▶ **EXERCISE MATERIAL**
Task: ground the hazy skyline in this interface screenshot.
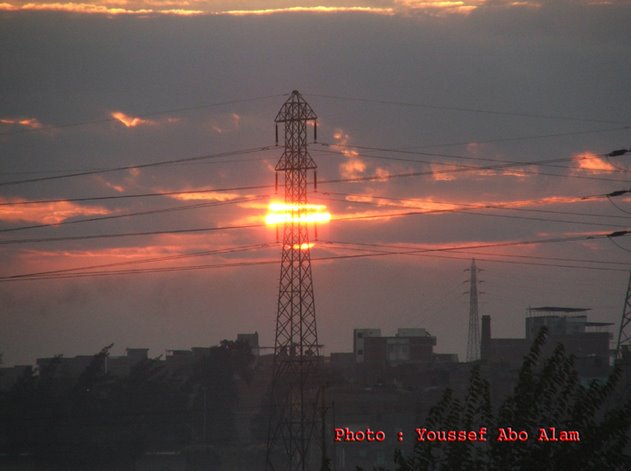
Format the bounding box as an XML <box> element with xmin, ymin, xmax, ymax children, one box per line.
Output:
<box><xmin>1</xmin><ymin>0</ymin><xmax>631</xmax><ymax>366</ymax></box>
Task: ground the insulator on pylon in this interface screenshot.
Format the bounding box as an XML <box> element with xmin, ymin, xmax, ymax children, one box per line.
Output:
<box><xmin>275</xmin><ymin>172</ymin><xmax>278</xmax><ymax>193</ymax></box>
<box><xmin>314</xmin><ymin>121</ymin><xmax>317</xmax><ymax>142</ymax></box>
<box><xmin>275</xmin><ymin>124</ymin><xmax>278</xmax><ymax>146</ymax></box>
<box><xmin>315</xmin><ymin>223</ymin><xmax>318</xmax><ymax>241</ymax></box>
<box><xmin>276</xmin><ymin>225</ymin><xmax>279</xmax><ymax>243</ymax></box>
<box><xmin>314</xmin><ymin>171</ymin><xmax>317</xmax><ymax>191</ymax></box>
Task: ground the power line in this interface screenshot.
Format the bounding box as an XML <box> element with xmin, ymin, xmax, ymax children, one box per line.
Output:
<box><xmin>3</xmin><ymin>143</ymin><xmax>627</xmax><ymax>207</ymax></box>
<box><xmin>606</xmin><ymin>196</ymin><xmax>631</xmax><ymax>216</ymax></box>
<box><xmin>3</xmin><ymin>125</ymin><xmax>623</xmax><ymax>179</ymax></box>
<box><xmin>321</xmin><ymin>240</ymin><xmax>630</xmax><ymax>268</ymax></box>
<box><xmin>3</xmin><ymin>243</ymin><xmax>276</xmax><ymax>280</ymax></box>
<box><xmin>3</xmin><ymin>192</ymin><xmax>629</xmax><ymax>246</ymax></box>
<box><xmin>314</xmin><ymin>144</ymin><xmax>631</xmax><ymax>184</ymax></box>
<box><xmin>322</xmin><ymin>242</ymin><xmax>629</xmax><ymax>273</ymax></box>
<box><xmin>395</xmin><ymin>127</ymin><xmax>631</xmax><ymax>151</ymax></box>
<box><xmin>2</xmin><ymin>231</ymin><xmax>629</xmax><ymax>282</ymax></box>
<box><xmin>0</xmin><ymin>194</ymin><xmax>268</xmax><ymax>233</ymax></box>
<box><xmin>2</xmin><ymin>173</ymin><xmax>628</xmax><ymax>209</ymax></box>
<box><xmin>0</xmin><ymin>93</ymin><xmax>288</xmax><ymax>137</ymax></box>
<box><xmin>316</xmin><ymin>140</ymin><xmax>628</xmax><ymax>172</ymax></box>
<box><xmin>317</xmin><ymin>190</ymin><xmax>630</xmax><ymax>220</ymax></box>
<box><xmin>0</xmin><ymin>146</ymin><xmax>273</xmax><ymax>187</ymax></box>
<box><xmin>0</xmin><ymin>259</ymin><xmax>281</xmax><ymax>282</ymax></box>
<box><xmin>0</xmin><ymin>222</ymin><xmax>265</xmax><ymax>245</ymax></box>
<box><xmin>313</xmin><ymin>193</ymin><xmax>630</xmax><ymax>228</ymax></box>
<box><xmin>307</xmin><ymin>93</ymin><xmax>629</xmax><ymax>126</ymax></box>
<box><xmin>317</xmin><ymin>156</ymin><xmax>630</xmax><ymax>186</ymax></box>
<box><xmin>0</xmin><ymin>155</ymin><xmax>272</xmax><ymax>177</ymax></box>
<box><xmin>326</xmin><ymin>203</ymin><xmax>630</xmax><ymax>229</ymax></box>
<box><xmin>0</xmin><ymin>183</ymin><xmax>275</xmax><ymax>206</ymax></box>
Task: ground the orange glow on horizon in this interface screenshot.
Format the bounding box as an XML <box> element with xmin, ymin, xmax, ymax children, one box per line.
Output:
<box><xmin>265</xmin><ymin>201</ymin><xmax>331</xmax><ymax>225</ymax></box>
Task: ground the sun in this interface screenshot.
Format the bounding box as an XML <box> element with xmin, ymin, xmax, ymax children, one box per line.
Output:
<box><xmin>265</xmin><ymin>201</ymin><xmax>331</xmax><ymax>226</ymax></box>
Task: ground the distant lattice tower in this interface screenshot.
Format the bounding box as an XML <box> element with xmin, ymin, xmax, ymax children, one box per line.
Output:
<box><xmin>616</xmin><ymin>271</ymin><xmax>631</xmax><ymax>360</ymax></box>
<box><xmin>465</xmin><ymin>259</ymin><xmax>482</xmax><ymax>362</ymax></box>
<box><xmin>265</xmin><ymin>91</ymin><xmax>321</xmax><ymax>471</ymax></box>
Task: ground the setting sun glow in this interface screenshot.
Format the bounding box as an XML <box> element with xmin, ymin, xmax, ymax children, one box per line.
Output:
<box><xmin>265</xmin><ymin>202</ymin><xmax>331</xmax><ymax>226</ymax></box>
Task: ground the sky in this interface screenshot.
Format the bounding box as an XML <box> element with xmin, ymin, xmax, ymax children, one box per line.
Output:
<box><xmin>1</xmin><ymin>0</ymin><xmax>631</xmax><ymax>366</ymax></box>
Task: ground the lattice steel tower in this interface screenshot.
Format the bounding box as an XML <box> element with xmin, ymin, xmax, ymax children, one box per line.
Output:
<box><xmin>466</xmin><ymin>259</ymin><xmax>481</xmax><ymax>362</ymax></box>
<box><xmin>616</xmin><ymin>270</ymin><xmax>631</xmax><ymax>360</ymax></box>
<box><xmin>265</xmin><ymin>91</ymin><xmax>321</xmax><ymax>471</ymax></box>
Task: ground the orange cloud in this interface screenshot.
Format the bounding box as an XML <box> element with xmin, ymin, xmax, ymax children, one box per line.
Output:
<box><xmin>7</xmin><ymin>232</ymin><xmax>260</xmax><ymax>278</ymax></box>
<box><xmin>5</xmin><ymin>235</ymin><xmax>278</xmax><ymax>278</ymax></box>
<box><xmin>333</xmin><ymin>128</ymin><xmax>368</xmax><ymax>179</ymax></box>
<box><xmin>374</xmin><ymin>167</ymin><xmax>391</xmax><ymax>181</ymax></box>
<box><xmin>94</xmin><ymin>175</ymin><xmax>125</xmax><ymax>193</ymax></box>
<box><xmin>0</xmin><ymin>198</ymin><xmax>110</xmax><ymax>225</ymax></box>
<box><xmin>0</xmin><ymin>117</ymin><xmax>43</xmax><ymax>129</ymax></box>
<box><xmin>431</xmin><ymin>162</ymin><xmax>458</xmax><ymax>181</ymax></box>
<box><xmin>219</xmin><ymin>6</ymin><xmax>395</xmax><ymax>16</ymax></box>
<box><xmin>0</xmin><ymin>2</ymin><xmax>203</xmax><ymax>15</ymax></box>
<box><xmin>340</xmin><ymin>159</ymin><xmax>367</xmax><ymax>179</ymax></box>
<box><xmin>345</xmin><ymin>194</ymin><xmax>374</xmax><ymax>203</ymax></box>
<box><xmin>330</xmin><ymin>193</ymin><xmax>590</xmax><ymax>221</ymax></box>
<box><xmin>573</xmin><ymin>151</ymin><xmax>615</xmax><ymax>173</ymax></box>
<box><xmin>0</xmin><ymin>0</ymin><xmax>570</xmax><ymax>18</ymax></box>
<box><xmin>390</xmin><ymin>197</ymin><xmax>457</xmax><ymax>211</ymax></box>
<box><xmin>394</xmin><ymin>0</ymin><xmax>482</xmax><ymax>15</ymax></box>
<box><xmin>510</xmin><ymin>1</ymin><xmax>542</xmax><ymax>7</ymax></box>
<box><xmin>164</xmin><ymin>189</ymin><xmax>244</xmax><ymax>201</ymax></box>
<box><xmin>111</xmin><ymin>111</ymin><xmax>156</xmax><ymax>128</ymax></box>
<box><xmin>211</xmin><ymin>112</ymin><xmax>241</xmax><ymax>134</ymax></box>
<box><xmin>472</xmin><ymin>194</ymin><xmax>585</xmax><ymax>209</ymax></box>
<box><xmin>92</xmin><ymin>166</ymin><xmax>142</xmax><ymax>193</ymax></box>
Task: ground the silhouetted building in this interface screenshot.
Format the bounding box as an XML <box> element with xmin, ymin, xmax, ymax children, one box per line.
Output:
<box><xmin>363</xmin><ymin>328</ymin><xmax>437</xmax><ymax>367</ymax></box>
<box><xmin>236</xmin><ymin>332</ymin><xmax>260</xmax><ymax>356</ymax></box>
<box><xmin>0</xmin><ymin>365</ymin><xmax>32</xmax><ymax>390</ymax></box>
<box><xmin>106</xmin><ymin>348</ymin><xmax>149</xmax><ymax>376</ymax></box>
<box><xmin>481</xmin><ymin>306</ymin><xmax>612</xmax><ymax>379</ymax></box>
<box><xmin>37</xmin><ymin>354</ymin><xmax>102</xmax><ymax>380</ymax></box>
<box><xmin>353</xmin><ymin>328</ymin><xmax>381</xmax><ymax>363</ymax></box>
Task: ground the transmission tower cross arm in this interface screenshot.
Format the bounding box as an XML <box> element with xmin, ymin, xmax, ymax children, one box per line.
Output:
<box><xmin>274</xmin><ymin>90</ymin><xmax>318</xmax><ymax>172</ymax></box>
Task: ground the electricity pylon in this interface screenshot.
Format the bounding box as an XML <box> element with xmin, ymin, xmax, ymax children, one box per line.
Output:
<box><xmin>616</xmin><ymin>270</ymin><xmax>631</xmax><ymax>360</ymax></box>
<box><xmin>265</xmin><ymin>91</ymin><xmax>321</xmax><ymax>471</ymax></box>
<box><xmin>465</xmin><ymin>259</ymin><xmax>482</xmax><ymax>362</ymax></box>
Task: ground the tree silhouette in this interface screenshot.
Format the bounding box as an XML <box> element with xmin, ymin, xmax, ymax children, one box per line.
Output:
<box><xmin>188</xmin><ymin>339</ymin><xmax>254</xmax><ymax>445</ymax></box>
<box><xmin>392</xmin><ymin>328</ymin><xmax>631</xmax><ymax>471</ymax></box>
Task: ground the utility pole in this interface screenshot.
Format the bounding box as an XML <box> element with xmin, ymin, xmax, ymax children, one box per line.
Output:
<box><xmin>465</xmin><ymin>259</ymin><xmax>482</xmax><ymax>362</ymax></box>
<box><xmin>266</xmin><ymin>91</ymin><xmax>321</xmax><ymax>471</ymax></box>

▶ **REQUIRED WORK**
Among the lines of the data, identify those with the word "orange". Copy each of them.

▶ **RESULT BELOW**
Task: ground the orange glow on horizon in this interface screenshot.
Task: ground the orange cloud in this interface screenshot.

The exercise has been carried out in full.